Consignes de travail:
[1] Dressez la liste des pseudonymes de toutes les personnes qui publient un message dans la discussion sur le changement du nom lié à une adresse iCloud.
[2] Reportez les lignes des entrées, du début des entrées jusqu'à la ligne contenant « 77], [33, 95]] » incluse, en ajoutant 83 à chaque coordonnée des réponses. Laissez les images de côté.

Texte extrait:
.....
# Changer le nom lié à une adresse iCloud



## SteamEdge (9 Août 2013)

Bonjour, ma mère à une adresse xxx@icloud.com. Lorsque je l'ai créé j'ai dû faire une maladresse, car c'est mon nom qui apparait dans Préférence Système -> iCloud. 

Et il y a un problème : quand je change le nom dans Préférence Système -> iCloud -> Détails, le nom ne change pas. Lorsque je valide et que je ferme Préférence Système, l'ancien nom revient. Et j'ai essayé avec mon adresse sur le Mac Mini et le problème est le même. Alors, comment changer sur une adresse iCloud le nom de la personne ?

Et si quelqu'un avec un compte développeur passe par là, et qu'il remarque le bug sur sa machine aussi, peut-il avoir la gentillesse de le passé dans le "bug reporter" d'Apple ? Merci.


----------



## lepetitpiero (9 Août 2013)

Il faut aller sur le compte icloud en ligne changer les informations . Plus précisément sur l'Apple ID... voir là https://appleid.apple.com/fr_FR/signin


----------



## SteamEdge (9 Août 2013)

Merci ! J'ai fait la modification. J'ai pas encore été vérifié sur l'ordinateur de ma mère mais il n'y a pas de raison que ça n'ai pas marché.

Après le "bug" est toujours dans préférence système mais on peut passer par le site donc pas gênant.


----------



## berange31 (22 Octobre 2015)

Il faut aller dans *Préférences de Mail*.
*Sélectionner* *le compte iCloud* concerné à gauche qui se trouve avec les autres comptes.
Ensuite, *cliquer sur "Alias*" et dans le menu déroulant choisir *"Personnalisé"*.
Le Nom complet devrait maintenant apparaitre en gras et non plus en grisé.
Vous pouvez à présent le *modifier sur le serveur* d'Apple.


----------
.....
Section des données:
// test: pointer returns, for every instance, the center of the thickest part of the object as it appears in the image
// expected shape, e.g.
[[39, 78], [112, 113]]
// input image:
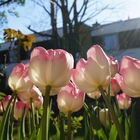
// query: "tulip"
[[19, 80], [104, 116], [129, 77], [33, 95], [19, 109], [114, 66], [5, 102], [50, 68], [70, 99], [94, 95], [114, 86], [94, 73], [124, 101]]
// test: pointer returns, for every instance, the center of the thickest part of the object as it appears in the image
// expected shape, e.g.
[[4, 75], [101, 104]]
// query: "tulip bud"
[[114, 87], [94, 95], [5, 102], [124, 101], [114, 66], [104, 116], [70, 99], [18, 79], [94, 73], [47, 66], [129, 77], [33, 95]]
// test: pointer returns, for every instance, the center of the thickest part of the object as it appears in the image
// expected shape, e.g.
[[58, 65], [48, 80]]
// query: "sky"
[[31, 14]]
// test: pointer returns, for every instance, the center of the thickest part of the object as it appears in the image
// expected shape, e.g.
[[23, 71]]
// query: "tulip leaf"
[[101, 135], [2, 94], [127, 128], [113, 133]]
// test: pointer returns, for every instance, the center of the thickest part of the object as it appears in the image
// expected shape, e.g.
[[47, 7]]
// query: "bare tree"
[[73, 15]]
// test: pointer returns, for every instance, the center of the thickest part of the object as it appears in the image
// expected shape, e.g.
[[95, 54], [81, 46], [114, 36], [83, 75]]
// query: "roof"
[[116, 27]]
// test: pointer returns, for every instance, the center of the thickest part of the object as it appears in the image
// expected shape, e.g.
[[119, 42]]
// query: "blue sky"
[[32, 14]]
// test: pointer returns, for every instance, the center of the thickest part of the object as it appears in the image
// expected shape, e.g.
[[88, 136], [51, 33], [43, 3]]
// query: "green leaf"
[[113, 133]]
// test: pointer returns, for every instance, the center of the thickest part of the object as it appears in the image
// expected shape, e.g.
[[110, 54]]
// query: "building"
[[119, 38]]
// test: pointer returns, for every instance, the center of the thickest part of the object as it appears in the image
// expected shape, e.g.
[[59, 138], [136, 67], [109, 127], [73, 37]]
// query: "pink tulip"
[[33, 94], [95, 72], [19, 109], [94, 95], [104, 116], [129, 77], [70, 99], [114, 66], [114, 87], [50, 68], [124, 101], [18, 79]]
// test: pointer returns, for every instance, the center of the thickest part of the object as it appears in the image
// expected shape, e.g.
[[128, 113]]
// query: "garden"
[[52, 99]]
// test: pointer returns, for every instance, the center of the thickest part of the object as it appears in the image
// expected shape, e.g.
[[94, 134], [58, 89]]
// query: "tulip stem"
[[46, 114], [69, 127], [113, 115]]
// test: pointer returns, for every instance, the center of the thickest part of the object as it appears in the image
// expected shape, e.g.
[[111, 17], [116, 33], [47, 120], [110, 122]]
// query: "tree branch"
[[5, 2], [39, 33]]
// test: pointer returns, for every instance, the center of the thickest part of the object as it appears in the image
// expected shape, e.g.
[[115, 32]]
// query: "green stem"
[[45, 117], [113, 115], [32, 116], [69, 127], [5, 117]]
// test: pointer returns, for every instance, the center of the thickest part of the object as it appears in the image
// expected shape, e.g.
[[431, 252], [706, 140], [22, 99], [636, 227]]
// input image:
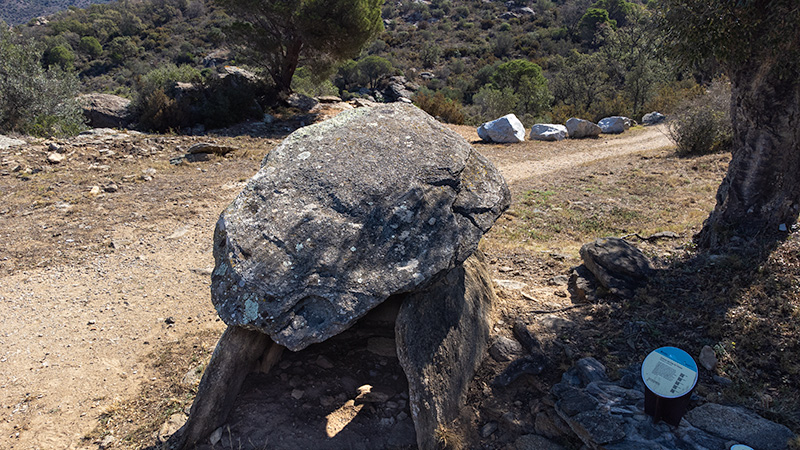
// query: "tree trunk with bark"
[[760, 195]]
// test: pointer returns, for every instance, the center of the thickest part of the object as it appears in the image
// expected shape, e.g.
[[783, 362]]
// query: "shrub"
[[492, 103], [34, 100], [703, 124], [441, 107], [90, 46], [60, 56], [304, 82], [214, 102]]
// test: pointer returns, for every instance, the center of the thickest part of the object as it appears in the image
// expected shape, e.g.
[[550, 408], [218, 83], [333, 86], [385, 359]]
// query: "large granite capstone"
[[374, 202]]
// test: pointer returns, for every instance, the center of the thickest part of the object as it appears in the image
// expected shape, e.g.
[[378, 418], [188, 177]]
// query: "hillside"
[[458, 56], [15, 12], [105, 327]]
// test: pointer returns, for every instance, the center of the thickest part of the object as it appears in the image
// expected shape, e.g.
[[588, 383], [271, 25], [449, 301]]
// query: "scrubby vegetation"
[[544, 60], [35, 99], [702, 124]]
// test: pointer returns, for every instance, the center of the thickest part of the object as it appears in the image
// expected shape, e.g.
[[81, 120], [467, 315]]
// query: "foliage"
[[441, 107], [91, 46], [618, 10], [59, 56], [35, 100], [592, 22], [304, 82], [372, 68], [733, 32], [177, 97], [703, 125], [276, 35], [492, 103], [528, 83]]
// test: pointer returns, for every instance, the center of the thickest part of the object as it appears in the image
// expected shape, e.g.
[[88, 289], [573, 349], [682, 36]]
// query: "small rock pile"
[[610, 415]]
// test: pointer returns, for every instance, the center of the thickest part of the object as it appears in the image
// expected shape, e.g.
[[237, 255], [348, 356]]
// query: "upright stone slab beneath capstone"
[[345, 213], [442, 335]]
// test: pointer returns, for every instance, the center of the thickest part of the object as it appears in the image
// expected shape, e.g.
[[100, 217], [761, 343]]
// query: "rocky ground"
[[107, 320]]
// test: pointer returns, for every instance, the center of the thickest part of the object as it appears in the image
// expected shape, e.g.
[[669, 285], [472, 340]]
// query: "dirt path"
[[533, 158], [92, 286]]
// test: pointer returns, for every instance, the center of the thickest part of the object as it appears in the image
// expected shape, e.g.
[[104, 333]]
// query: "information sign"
[[669, 372]]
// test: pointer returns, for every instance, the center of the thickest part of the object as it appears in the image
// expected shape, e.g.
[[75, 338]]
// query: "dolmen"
[[507, 129], [376, 203]]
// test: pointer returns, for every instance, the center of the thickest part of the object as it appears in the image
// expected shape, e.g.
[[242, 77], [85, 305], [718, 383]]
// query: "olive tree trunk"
[[760, 195]]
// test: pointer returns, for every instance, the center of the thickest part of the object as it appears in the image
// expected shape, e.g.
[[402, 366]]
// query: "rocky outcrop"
[[610, 415], [507, 129], [615, 124], [548, 132], [740, 425], [653, 118], [580, 128], [105, 110], [444, 326], [345, 213], [302, 102], [6, 142], [617, 265]]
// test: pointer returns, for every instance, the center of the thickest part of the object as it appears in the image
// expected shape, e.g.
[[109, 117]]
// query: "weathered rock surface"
[[345, 213], [302, 102], [582, 285], [210, 148], [548, 132], [535, 442], [507, 129], [618, 266], [105, 110], [653, 118], [444, 326], [740, 425], [611, 416], [707, 358], [580, 128], [615, 124]]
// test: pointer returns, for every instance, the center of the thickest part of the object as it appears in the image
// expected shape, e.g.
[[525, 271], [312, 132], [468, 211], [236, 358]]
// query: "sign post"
[[669, 375]]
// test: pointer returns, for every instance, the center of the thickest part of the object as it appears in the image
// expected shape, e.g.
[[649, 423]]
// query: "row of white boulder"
[[508, 129]]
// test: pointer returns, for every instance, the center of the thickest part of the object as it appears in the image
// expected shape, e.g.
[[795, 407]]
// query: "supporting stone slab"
[[235, 356], [442, 335]]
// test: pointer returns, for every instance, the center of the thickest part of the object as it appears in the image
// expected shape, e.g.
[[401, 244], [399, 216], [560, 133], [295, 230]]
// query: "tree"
[[276, 34], [526, 80], [592, 21], [580, 81], [757, 43], [35, 100], [634, 62]]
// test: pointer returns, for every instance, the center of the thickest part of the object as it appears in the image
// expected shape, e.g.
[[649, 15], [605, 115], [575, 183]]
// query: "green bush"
[[703, 124], [492, 103], [304, 82], [441, 107], [90, 46], [34, 100], [60, 56], [214, 102]]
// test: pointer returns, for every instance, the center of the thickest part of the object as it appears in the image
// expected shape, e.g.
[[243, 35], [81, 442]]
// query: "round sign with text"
[[669, 372]]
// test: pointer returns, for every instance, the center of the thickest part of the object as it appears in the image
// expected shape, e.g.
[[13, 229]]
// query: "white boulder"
[[505, 129], [580, 128], [548, 132], [615, 124]]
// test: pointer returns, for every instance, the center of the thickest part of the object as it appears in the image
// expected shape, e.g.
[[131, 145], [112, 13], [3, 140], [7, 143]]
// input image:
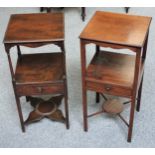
.....
Résultats:
[1] SteamEdge, lepetitpiero, berange31

[2]
// test: pointer returns, for every instance, the center of the thickest part of the object as it appears in the image
// expected shape, e.g.
[[39, 78], [112, 113]]
// input image:
// query: "tulip"
[[102, 163], [187, 199], [212, 160], [116, 178], [102, 192], [197, 149], [88, 185], [133, 151], [153, 182], [177, 178], [197, 169], [177, 156], [207, 184]]
// test: pointer returns, for every instance, the center of the thickest part of the object as it appears in the image
// expected shape, e.g.
[[4, 75], [101, 104]]
// query: "tulip bud"
[[197, 170], [177, 178], [88, 185], [207, 184], [197, 149], [187, 199], [153, 182], [101, 162], [177, 156], [130, 149], [212, 160], [116, 178]]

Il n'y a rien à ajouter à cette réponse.